> [Exercise tasks]
A – Quote word for word the part of the profile that opens with the words containing "Alice Gannette (Dimond) Young was" and closes with "almost two decades.".
B – Name every person the profile mentions besides Alice herself.

Alice Gannette (Dimond) Young – 1996 Inductee

Alice Gannette (Dimond) Young was a noted temperance worker and devout member of the Methodist Church from the earliest days of the Downs community’s existence.  She also was editor of the state Women’s Christian Temperance Union publication, Our Messenger, for almost two decades.

As a young woman, Alice Dimond experienced many of the events of the Civil War era during her early years in Pennsylvania and New York State, and later in Kansas.  The youngest of seven children born to James H. and Harriet (Fifield) Dimond, Alice was born at President, Pennsylvania, on April 25, 1849, and later moved with her family to New York State.  They soon returned to Pennsylvania and she graduated from Edenborough Academy, after which she then taught school in New York State.  Her future husband, Francis Asbury Dighton Young, came to Osborne County in 1871 and homesteaded southeast of where Downs later was founded.  He built a house and broke a few acres of sod, then returned east and he and Alice were married on December 12, 1871 at Stockton, New York.  To this union one daughter was born.

They came west in the spring of 1872, accompanied by her brother, William W. Dimond, and his wife Susan.  Their new dwelling was known as a Christian home where prayer and official meetings occurred.  In the late 1870s, Alice and Dighton took an active part in a campaign to prohibit the drinking of alcohol.  The Oak Dale schoolhouse was the center of this temperance movement.  When Downs was established in 1879, the Youngs sold some of their land southeast of town, at prices below its worth, to aid the town’s expansion.

> [Data entries]
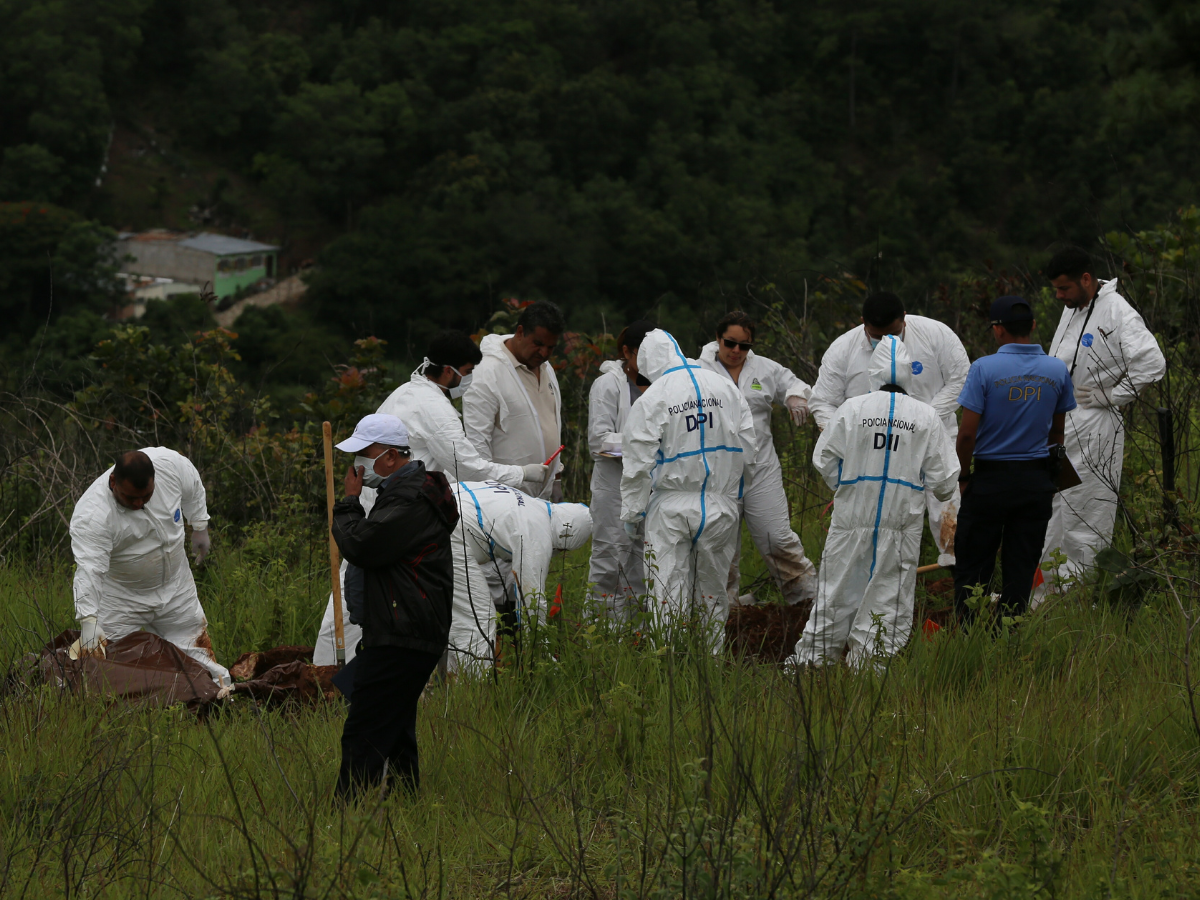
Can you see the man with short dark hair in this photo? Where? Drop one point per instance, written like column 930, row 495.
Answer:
column 1014, row 403
column 400, row 585
column 939, row 364
column 513, row 409
column 1111, row 358
column 131, row 569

> [Answers to the exercise]
A –
Alice Gannette (Dimond) Young was a noted temperance worker and devout member of the Methodist Church from the earliest days of the Downs community’s existence.  She also was editor of the state Women’s Christian Temperance Union publication, Our Messenger, for almost two decades.

B –
James H. Dimond
Harriet (Fifield) Dimond
Francis Asbury Dighton Young
William W. Dimond
Susan